(TEXT SECTION begins)

As easy as pi trillion in AUM
As the world continues to go mad all around us, with China still insisting on city-wide lockdowns in response to the nth wave of coronavirus and Ukrainian citizens cowering in apartment blocks and subway stations as Russia bombs them, the South African Collective Investment Schemes (CIS) industry has steadily ticked up to R3.14 trillion in assets under management. This, for those among you who took high school science, is also the start of the mathematical ratio pi, 22/7 or 3.14159265359 etc. For further education, pi represents the relationships between a circle’s circumference and its diameter.
The serenity of savings
It seems like forever since this writer reported on something as calm and simple as lump sum or monthly premium discretionary savings, so he has pushed aside the long list of macabre mortality and morbidity statistics that presently flood his email inbox, to focus instead on something more upbeat. You and your clients deserve resounding applause for sticking to your collective guns insofar advising on and investing in unit trusts over the past decades. And yes, dear reader, despite all the marketing efforts, everyone still refer to CIS funds as unit trusts, in much the same way as Jane or Joe Average will talk about brokers or financial advisers at braai time, regardless of what the regulators call you. We should probably stick with short-term over non-life insurance too!
In their latest media release, the Association for Savings and Investment South Africa (ASISA) confirmed that the industry had grown to over R3.14 trillion in assets under management by 31 December 2021, despite rather muted annual net inflows of R56.3 billion. Muted or not, this still represents a significant pot of investor capital which will have continued to growth through Q1 2022 thanks to continued fund inflows and investment returns. Sunette Mulder, senior policy adviser at ASISA, singled out the closure of South Africa’s biggest money market fund in the first half of last year for impacting negatively on 2021 fund flows. The fund held around R80 billion at the time, so it seems a plausible observation.
Why the heck did they do that
For financial advisers, popular questions following the release of these top-line numbers are “what did investors do?” followed almost immediately by “and why the heck did they do it?” The what question is usually easier to answer, because it involves following the flow of funds. It emerged that during 2021, the SA Interest Bearing Variable Term category proved most popular, attracting net inflows of R29.7 billion… Second best, was the Global Equity General category, which netted R24.6 billion. These flows confirm the ongoing tug-of-war between risk-off and risk-on investor sentiment, with cautious investors choosing interest bearing and other income-focused unit trusts while aggressive investors opt for equities, and more specifically foreign equities.
Another unfolding narrative is the equity-focused boxing match between ‘everything offshore’ and ‘local is lekker’ investment advisers. FAnews has often written about the ‘everything offshore’ views held by the likes of Magnus Heystek, founder of Brenthurst Wealth. He firmly believes in taking his clients’ discretionary investments offshore, subject to individual circumstances of course. Around November last year the offshore / onshore debate was sensationalised when a Biznews.com member offered R500000 each to Piet Viljoen, CEO at RE:CM and Heystek to see “which money manager could grow the initial principle the most in a five-year time horizon”.

(TEXT SECTION ends)

## PROBLEM STATEMENT
Continue the article on South Africa's unit trust industry from its last sentence. The rows have nothing to do with the article.

(DATA LISTING begins)

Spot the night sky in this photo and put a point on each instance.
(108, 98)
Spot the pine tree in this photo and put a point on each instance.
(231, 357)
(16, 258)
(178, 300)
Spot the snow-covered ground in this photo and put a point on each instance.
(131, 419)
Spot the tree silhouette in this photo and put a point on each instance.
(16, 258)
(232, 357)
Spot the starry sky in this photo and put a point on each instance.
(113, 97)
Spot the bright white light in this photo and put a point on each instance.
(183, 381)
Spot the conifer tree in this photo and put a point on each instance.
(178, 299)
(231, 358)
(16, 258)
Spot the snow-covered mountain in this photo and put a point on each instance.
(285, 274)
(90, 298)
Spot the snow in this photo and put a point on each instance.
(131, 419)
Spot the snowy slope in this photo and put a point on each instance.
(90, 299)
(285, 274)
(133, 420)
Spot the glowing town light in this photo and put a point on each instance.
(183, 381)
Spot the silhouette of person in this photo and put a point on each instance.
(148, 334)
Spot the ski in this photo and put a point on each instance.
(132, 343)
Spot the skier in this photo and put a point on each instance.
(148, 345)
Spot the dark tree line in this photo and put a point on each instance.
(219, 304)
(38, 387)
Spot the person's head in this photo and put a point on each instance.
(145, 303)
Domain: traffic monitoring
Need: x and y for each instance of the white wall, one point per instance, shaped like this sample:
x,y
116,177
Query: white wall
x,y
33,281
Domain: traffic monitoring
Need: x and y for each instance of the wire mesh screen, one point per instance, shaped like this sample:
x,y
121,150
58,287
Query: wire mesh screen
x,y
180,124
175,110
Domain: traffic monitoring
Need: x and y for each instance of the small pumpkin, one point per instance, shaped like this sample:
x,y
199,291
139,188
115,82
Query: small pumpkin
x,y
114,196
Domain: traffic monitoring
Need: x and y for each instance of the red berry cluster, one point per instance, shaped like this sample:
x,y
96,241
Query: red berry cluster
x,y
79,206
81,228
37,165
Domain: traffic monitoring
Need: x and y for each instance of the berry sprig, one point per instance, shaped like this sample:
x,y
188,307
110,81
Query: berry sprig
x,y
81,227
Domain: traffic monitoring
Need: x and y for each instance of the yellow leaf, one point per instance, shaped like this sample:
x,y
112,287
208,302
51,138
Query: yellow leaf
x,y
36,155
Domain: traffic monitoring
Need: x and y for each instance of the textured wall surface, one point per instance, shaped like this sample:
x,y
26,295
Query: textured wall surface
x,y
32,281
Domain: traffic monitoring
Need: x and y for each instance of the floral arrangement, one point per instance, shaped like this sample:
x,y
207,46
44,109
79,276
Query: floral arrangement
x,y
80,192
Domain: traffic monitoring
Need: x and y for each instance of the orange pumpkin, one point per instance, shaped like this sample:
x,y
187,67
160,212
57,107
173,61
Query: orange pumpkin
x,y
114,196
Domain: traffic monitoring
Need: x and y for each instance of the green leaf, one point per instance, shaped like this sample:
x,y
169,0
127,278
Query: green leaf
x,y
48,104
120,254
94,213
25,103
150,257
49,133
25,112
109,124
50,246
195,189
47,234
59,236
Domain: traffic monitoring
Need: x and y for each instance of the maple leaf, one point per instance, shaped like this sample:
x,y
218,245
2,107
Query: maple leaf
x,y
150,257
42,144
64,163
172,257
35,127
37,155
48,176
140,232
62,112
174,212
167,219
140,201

(DATA LISTING ends)

## ANSWER FOR THIS EXERCISE
Has the equity return horizon flipped?
Biznews.com reports that Heystek put the funds into a mix of the Franklin US Opportunities Fund, funds managed by Anthony Ginsberg and the Brenthurst Global Equity Fund, whereas Viljoen “has kept it simple and put his money where his mouth is, investing the entire R500000 in a fund that he manages, the Counterpoint Value Fund”. A couple of days ago, we saw a LinkedIn post that revealed that Viljoen’s local choice had got off to a flying start as local equities recovered and US equities choked late 2021 to early 2022.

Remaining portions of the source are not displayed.